- [TEKS SUMBER]:
- - -
Artikel

Perjanjian Pra Nikah Lupa Dicatatkan, Apakah Batal ?

Perjanjian pra nikah adalah perjanjian yang dibuat oleh calon suami dan calon isteri sebelum melangsungkan perkawinan dengan tujuan memisahkan harta mereka selama berlangsungnya perkawinan.

Pemisahan harta ini dilakukan agar dikemudian hari apabila timbul suatu perceraian tidak ada pembagian harta bersama (gono gini) karena telah dibuatnya perjanjian pra nikah tersebut.

Menurut Pasal 29 ayat (1) UU Perkawinan, perjanjian pra nikah wajib dicatatkan (disahkan) oleh Pagawai Pencatat Perkawinan.

Pada waktu atau sebelum perkawinan dilangsungkan, kedua pihak atas persetujuan bersama dapat mengadakan perjanjian tertulis yang disahkan oleh Pegawai pencatat perkawinan, setelah mana isinya berlaku juga terhadap pihak ketiga sepanjang pihak ketiga tersangkut.”

Umunya pencatatan (pengesahan) perjanjian pra nikah dilakukan di Kepaniteraan Pengadilan Negeri.

Dalam perkembangannya, Mahkamah Konstitusi (MK) mengeluarkan Putusan No.69/PUU-XIII/2016, sehingga pembuatan perjanjian pra nikah tersebut dapat dibuat dalam 2 (dua) waktu :

  1. Sebelum perkawinan berlangsung (prenuptial agreement), serta
  2. Setelah perkawinan dilangsungkan (postnuptial agreement).
- - -
- [DAFTAR TUGAS]:
1 > Kembalikan tanpa perubahan bagian artikel tentang perjanjian pra nikah yang diawali dengan kata-kata "Perjanjian Pra Nikah Lupa" dan diakhiri dengan "pra nikah tersebut.".
2 > Teruskan artikel tentang perjanjian pra nikah, mulai setelah kalimat terakhir yang ditampilkan.

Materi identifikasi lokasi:
- - -
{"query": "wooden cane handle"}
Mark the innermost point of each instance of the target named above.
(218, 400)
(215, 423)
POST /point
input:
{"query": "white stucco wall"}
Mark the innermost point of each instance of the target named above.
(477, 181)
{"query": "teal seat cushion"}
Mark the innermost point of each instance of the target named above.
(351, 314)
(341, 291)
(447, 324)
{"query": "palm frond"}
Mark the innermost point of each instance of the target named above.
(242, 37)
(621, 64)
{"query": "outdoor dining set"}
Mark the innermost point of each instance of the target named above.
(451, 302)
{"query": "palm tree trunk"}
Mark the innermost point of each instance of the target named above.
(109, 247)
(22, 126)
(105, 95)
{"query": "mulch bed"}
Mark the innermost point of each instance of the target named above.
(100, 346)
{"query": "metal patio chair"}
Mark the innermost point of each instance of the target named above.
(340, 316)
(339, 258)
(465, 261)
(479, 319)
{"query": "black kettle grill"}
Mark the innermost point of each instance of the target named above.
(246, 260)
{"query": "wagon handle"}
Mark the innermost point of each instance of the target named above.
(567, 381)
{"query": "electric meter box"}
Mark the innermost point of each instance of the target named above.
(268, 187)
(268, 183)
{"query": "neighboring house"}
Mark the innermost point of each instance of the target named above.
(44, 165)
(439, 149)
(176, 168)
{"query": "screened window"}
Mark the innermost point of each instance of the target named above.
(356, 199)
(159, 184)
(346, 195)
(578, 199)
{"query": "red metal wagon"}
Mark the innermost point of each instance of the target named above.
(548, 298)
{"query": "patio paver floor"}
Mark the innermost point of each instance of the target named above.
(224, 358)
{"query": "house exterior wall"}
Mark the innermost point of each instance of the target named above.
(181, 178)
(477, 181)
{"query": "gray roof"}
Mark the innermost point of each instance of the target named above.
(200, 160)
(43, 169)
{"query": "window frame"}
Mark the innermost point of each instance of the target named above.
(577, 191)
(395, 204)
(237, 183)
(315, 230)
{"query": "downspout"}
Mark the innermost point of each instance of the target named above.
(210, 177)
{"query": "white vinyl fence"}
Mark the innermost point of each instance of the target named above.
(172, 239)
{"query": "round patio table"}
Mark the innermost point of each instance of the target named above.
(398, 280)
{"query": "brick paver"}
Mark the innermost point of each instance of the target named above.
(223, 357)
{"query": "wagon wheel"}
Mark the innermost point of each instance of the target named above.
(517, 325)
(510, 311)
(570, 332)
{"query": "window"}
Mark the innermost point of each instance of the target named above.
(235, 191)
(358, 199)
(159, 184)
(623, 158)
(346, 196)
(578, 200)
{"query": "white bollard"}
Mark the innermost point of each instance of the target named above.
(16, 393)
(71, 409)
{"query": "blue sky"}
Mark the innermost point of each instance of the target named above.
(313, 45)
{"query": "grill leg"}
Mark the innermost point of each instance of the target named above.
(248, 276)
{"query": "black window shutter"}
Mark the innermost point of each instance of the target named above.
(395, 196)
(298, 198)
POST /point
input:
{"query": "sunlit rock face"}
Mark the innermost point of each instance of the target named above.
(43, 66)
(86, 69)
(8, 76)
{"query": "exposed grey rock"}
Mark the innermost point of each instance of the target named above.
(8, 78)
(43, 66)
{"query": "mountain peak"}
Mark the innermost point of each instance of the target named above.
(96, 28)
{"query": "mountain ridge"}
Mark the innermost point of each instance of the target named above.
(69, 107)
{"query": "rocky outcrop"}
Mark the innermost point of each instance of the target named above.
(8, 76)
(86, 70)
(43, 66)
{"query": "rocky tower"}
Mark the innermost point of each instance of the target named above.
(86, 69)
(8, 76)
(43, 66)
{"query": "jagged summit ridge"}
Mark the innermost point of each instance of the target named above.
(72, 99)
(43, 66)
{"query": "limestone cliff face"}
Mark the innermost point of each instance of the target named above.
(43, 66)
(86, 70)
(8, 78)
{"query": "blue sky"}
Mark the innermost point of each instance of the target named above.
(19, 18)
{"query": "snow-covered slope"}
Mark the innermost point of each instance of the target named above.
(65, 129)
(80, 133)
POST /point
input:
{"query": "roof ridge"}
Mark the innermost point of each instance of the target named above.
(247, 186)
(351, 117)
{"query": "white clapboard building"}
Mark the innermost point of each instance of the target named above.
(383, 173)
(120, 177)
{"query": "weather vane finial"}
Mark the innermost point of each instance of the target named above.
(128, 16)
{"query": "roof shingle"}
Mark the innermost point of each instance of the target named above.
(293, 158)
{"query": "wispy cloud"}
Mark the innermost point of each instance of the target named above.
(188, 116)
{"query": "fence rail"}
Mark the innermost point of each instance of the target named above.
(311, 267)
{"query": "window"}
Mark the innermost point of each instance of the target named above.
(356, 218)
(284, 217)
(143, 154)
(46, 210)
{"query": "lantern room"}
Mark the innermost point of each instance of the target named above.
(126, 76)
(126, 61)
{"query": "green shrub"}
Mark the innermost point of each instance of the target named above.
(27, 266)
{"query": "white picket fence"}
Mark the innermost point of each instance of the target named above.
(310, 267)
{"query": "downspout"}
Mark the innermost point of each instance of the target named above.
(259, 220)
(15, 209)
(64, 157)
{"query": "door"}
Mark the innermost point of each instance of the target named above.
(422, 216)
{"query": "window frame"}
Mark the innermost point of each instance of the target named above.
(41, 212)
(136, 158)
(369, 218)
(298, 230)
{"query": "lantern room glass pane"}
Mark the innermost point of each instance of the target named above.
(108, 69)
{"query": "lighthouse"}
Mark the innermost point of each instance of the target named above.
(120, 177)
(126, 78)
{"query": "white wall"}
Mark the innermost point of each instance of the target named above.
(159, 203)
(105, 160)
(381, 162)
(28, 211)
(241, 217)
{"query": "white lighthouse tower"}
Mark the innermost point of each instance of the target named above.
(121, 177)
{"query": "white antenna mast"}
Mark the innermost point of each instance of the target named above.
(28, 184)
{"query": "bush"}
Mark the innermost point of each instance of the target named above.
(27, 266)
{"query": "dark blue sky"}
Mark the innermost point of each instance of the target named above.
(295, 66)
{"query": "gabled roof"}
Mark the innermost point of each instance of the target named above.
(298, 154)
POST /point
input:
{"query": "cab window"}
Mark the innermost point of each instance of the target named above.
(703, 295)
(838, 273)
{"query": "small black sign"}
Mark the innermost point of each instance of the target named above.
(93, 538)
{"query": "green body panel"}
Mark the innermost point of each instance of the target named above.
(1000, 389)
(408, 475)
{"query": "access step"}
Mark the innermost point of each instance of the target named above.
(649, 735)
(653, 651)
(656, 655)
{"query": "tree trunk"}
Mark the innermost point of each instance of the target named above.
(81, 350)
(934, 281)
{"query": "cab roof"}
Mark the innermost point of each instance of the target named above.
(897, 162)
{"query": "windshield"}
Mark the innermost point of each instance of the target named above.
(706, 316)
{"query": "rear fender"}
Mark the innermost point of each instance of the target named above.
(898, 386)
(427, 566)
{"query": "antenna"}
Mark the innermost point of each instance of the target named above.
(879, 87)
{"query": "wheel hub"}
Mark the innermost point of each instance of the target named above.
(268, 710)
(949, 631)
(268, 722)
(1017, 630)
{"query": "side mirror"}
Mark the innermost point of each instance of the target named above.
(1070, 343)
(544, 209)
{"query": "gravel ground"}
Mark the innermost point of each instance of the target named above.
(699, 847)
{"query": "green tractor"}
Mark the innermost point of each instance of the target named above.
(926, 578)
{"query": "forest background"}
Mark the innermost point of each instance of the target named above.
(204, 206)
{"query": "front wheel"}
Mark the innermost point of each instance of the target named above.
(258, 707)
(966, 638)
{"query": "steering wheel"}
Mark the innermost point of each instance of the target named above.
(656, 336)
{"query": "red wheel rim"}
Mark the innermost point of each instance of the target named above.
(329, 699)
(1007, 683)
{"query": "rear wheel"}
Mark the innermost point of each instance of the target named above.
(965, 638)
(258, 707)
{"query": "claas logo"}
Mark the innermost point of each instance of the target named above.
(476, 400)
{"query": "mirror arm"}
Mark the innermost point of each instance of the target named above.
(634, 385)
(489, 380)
- - -
- [HASIL PER TUGAS]:
1 >
Perjanjian Pra Nikah Lupa Dicatatkan, Apakah Batal ?

Perjanjian pra nikah adalah perjanjian yang dibuat oleh calon suami dan calon isteri sebelum melangsungkan perkawinan dengan tujuan memisahkan harta mereka selama berlangsungnya perkawinan.

Pemisahan harta ini dilakukan agar dikemudian hari apabila timbul suatu perceraian tidak ada pembagian harta bersama (gono gini) karena telah dibuatnya perjanjian pra nikah tersebut.

2 >
Dengan adanya putusan Mahkamah Konstitusi (MK) tersebut, maka istilah “perjanjian pra nikah”  tidak cocok digunakan lagi, namun diganti menjadi “perjanjian perkawinan”, sebab istilah “perjanjian pra nikah” menunjukan makna kewajiban membuat perjanjian sebelum perkawinan berlangsung, sedangkan istilah “perjanjian perkawinan”  menunjukan makna kewajiban membuat perjanjian tidak hanya sebelum berlangsungnya perkawinan, namun juga dapat dibuat setelah perkawinan berlansung.

Tata Cara Pembuatan Perjanjian Perkawinan

Pembuatan “Perjanjian Perkawinan” pada dasarnya dibuat dihadapan notaris. Setelah dibuat dihadapan notaris, maka tahap selanjutnya adalah dicatatkan.

Untuk yang beragama Islam, pencatatan perjanjian perkawinan yang dilakukan sebelum melangsungkan perkawinan atau setelah melangsungkan perkawinan dilakukan di hadapan Pegawai Pencatat Nikah (PPN), dibawah Kementerian Agama. Hal ini seusai dengan Surat Kementerian Agama RI No. B.2674/DJ.III/KW.00/9/2017, Perihal Pencatatan Perjanjian Perkawinan, tertanggal 28 September 2017.

Adapun dokumen administrasi yang wajib dilengkapi, seperti :

  1. Foto Copy KTP,
  2. Foto Copy Kartu Keluarga (KK),
  3. Foto Copy Akta Perjanjian Perkawinan yang dibuat di Notaris dan telah dilegalisir,
  4. Buku Nikah Suami dan Isteri, (Wajib bagi mereka membuat perjanjian perkawinan setelah melangsungkan perkawinan),
  5. Buku Nikah Suami dan Isteri atau Akta Perkawinan yang diterbitkan negara lain (Wajib bagi mereka yang menikah diluar negeri).

Sedangkan untuk yang beragama Kristen Protenstan, Katolik, Hindu, Budha dan Konghucu pencatatan perjanjian perkawinan dilakukan di Dinas Kependudukan dan Catatan Sipil (DukCapil) dibawah Kementerian Dalam Negeri. Hal ini sesuai dengan Surat Kemendagri No. 472.2/5876/Dukcapil, Pencatatan Pelaporan Perjanjian Perkawinan, tertanggal 19 Mei 2017.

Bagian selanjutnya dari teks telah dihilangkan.